▶ _GIVEN INSTRUCTION 1_
In the records, take everything from the line containing "Can you find the blouse sleeve?" down to the last line of the records and rewrite those lines as a numbered list, omitting blank lines.

▶ _PASSAGE PROVIDED_
|04.27.16 at 9:51 pm ET|
There’s been plenty of talk over the last three games about the coaching moves made by Brad Stevens and Mike Budenholzer.
There was Stevens changing his lineup and inserting Jonas Jerebko and Evan Turner into the starting lineup with great results before Game 3. There was Stevens going with a small lineup that gave the Hawks fits, especially in the fourth quarter of both games in Boston and there were the two timeouts call by Budenholzer with 15 seconds left in regulation of Game 4. He proceeded to watch his point guard dribble out the clock without actually getting a shot up at the rim as the game went to overtime, where the Celtics dominated and tied the series.
The advantage went back to Budenholzer on Tuesday as his decision to stay with a perimeter was rewarded when the Hawks connected on 14-of-35 shots from beyond the arc. Budenholzer also took a page out of Stevens’ book by going smaller and moving Paul Millsap to center for long stretches of the game.
But Stevens said in a conference call Wednesday it’s important not to become overly obsessed with turning the game into a chess match.
“I think that’s what you have to look at. I think that’s what you have to figure out. I think you always start with a mountain-load of information and your desire is to get to basketball in its simplest form,” Stevens said.
“I’ve shared this quote before, my old boss at Butler used to quote Lincoln when he said, ‘I apologize for the length of this letter. I didn’t have time to write a short one.’ I think that that’s a coach’s job, is to try to make it as short, simple and sweet as possible and then let guys go out there and play a fast game with a clear mind, and that’s the bottom line, that’s my job and that’s what I’ll stay up thinking about doing. The goal will just be to go out and do our stuff as well as we can.”
|04.27.16 at 5:26 pm ET|
Brad Stevens can certainly understand the frustration Isaiah Thomas was feeling during the Game 5 loss in Atlanta.
For just the second time this season, he was held to single-digit scoring. He missed his first five shots and finished just 3-of-12. He faced double and triple-teams all night. Of course, to top it all off, he sprained his left ankle on his final basket of the night.
After the game, Thomas was vocal about the fact that other teammates are going to have to step up when they’re putting so much emphasis on stopping him.

▶ _GIVEN INSTRUCTION 2_
Copy word for word the portion of the basketball article running from "The advantage went" down to "a chess match.".

▶ _DATA TO PROCESS_

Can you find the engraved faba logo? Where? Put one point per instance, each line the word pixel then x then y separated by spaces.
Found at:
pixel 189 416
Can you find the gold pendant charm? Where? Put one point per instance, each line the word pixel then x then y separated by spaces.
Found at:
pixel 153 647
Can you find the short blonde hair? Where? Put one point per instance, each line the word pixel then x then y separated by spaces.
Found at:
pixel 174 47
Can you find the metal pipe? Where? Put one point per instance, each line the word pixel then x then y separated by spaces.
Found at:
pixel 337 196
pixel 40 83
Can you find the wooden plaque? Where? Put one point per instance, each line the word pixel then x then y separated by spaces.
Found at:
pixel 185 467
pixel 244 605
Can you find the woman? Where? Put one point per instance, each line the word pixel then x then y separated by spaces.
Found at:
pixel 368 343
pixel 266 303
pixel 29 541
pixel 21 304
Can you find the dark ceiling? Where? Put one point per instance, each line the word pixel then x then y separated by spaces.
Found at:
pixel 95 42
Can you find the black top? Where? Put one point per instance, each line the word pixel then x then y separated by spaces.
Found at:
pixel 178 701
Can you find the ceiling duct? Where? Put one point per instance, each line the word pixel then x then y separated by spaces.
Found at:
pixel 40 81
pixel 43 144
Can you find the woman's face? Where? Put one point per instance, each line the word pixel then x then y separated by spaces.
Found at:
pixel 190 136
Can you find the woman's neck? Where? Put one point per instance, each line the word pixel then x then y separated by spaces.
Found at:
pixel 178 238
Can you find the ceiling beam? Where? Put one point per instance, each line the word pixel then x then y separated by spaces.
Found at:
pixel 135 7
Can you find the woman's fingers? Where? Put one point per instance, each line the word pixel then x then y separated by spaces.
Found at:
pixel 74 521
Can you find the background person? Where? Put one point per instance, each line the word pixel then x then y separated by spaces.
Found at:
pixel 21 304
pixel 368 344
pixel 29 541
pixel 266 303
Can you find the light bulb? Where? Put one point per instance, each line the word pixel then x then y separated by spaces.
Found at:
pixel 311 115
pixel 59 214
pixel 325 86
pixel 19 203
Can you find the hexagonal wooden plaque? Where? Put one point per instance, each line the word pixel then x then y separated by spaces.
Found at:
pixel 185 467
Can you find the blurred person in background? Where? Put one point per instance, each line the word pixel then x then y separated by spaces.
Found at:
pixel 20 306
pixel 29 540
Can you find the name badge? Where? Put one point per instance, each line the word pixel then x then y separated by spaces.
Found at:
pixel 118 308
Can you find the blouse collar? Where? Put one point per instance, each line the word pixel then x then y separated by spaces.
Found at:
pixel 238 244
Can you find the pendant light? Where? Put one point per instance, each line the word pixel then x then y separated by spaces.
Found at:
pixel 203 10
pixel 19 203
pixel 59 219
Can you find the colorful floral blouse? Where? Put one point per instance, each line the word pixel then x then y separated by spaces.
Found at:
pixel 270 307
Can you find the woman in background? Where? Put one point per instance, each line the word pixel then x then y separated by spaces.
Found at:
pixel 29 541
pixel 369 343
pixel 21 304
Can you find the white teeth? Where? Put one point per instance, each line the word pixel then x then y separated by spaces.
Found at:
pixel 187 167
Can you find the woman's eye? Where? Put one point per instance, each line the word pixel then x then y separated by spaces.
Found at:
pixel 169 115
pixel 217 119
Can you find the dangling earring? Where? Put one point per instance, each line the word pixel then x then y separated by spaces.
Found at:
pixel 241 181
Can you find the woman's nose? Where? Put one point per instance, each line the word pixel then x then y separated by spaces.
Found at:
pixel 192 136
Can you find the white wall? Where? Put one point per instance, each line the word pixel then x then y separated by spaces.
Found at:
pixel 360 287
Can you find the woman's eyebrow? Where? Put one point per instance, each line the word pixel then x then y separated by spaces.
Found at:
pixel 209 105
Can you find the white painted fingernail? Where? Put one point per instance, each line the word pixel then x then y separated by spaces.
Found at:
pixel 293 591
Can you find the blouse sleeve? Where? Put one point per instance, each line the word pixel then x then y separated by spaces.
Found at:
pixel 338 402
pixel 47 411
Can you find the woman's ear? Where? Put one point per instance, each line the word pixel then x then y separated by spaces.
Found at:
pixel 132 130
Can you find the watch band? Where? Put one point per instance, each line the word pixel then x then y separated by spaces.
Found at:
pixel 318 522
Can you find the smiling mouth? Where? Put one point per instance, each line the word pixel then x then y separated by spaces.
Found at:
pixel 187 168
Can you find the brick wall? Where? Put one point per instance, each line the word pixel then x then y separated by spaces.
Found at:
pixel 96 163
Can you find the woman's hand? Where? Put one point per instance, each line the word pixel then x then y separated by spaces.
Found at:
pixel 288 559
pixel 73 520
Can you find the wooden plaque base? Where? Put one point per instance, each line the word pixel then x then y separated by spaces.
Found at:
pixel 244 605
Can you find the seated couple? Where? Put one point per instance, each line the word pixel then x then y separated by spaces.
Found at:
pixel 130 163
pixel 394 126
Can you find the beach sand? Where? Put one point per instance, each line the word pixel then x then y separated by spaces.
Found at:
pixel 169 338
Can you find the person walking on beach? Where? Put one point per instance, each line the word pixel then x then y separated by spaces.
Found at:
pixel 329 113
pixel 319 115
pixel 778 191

▶ _WORKED ANSWER 1_
1. Can you find the blouse sleeve? Where? Put one point per instance, each line the word pixel then x then y separated by spaces.
2. Found at:
3. pixel 338 402
4. pixel 47 411
5. Can you find the woman's ear? Where? Put one point per instance, each line the word pixel then x then y separated by spaces.
6. Found at:
7. pixel 132 130
8. Can you find the watch band? Where? Put one point per instance, each line the word pixel then x then y separated by spaces.
9. Found at:
10. pixel 318 522
11. Can you find the smiling mouth? Where? Put one point per instance, each line the word pixel then x then y separated by spaces.
12. Found at:
13. pixel 187 168
14. Can you find the brick wall? Where? Put one point per instance, each line the word pixel then x then y separated by spaces.
15. Found at:
16. pixel 96 163
17. Can you find the woman's hand? Where? Put one point per instance, each line the word pixel then x then y separated by spaces.
18. Found at:
19. pixel 288 559
20. pixel 73 520
21. Can you find the wooden plaque base? Where? Put one point per instance, each line the word pixel then x then y separated by spaces.
22. Found at:
23. pixel 244 605
24. Can you find the seated couple? Where? Put one point per instance, each line the word pixel then x then y separated by spaces.
25. Found at:
26. pixel 130 163
27. pixel 394 126
28. Can you find the beach sand? Where? Put one point per instance, each line the word pixel then x then y separated by spaces.
29. Found at:
30. pixel 169 338
31. Can you find the person walking on beach? Where? Put one point per instance, each line the word pixel then x then y separated by spaces.
32. Found at:
33. pixel 329 113
34. pixel 319 115
35. pixel 778 191

▶ _WORKED ANSWER 2_
The advantage went back to Budenholzer on Tuesday as his decision to stay with a perimeter was rewarded when the Hawks connected on 14-of-35 shots from beyond the arc. Budenholzer also took a page out of Stevens’ book by going smaller and moving Paul Millsap to center for long stretches of the game.
But Stevens said in a conference call Wednesday it’s important not to become overly obsessed with turning the game into a chess match.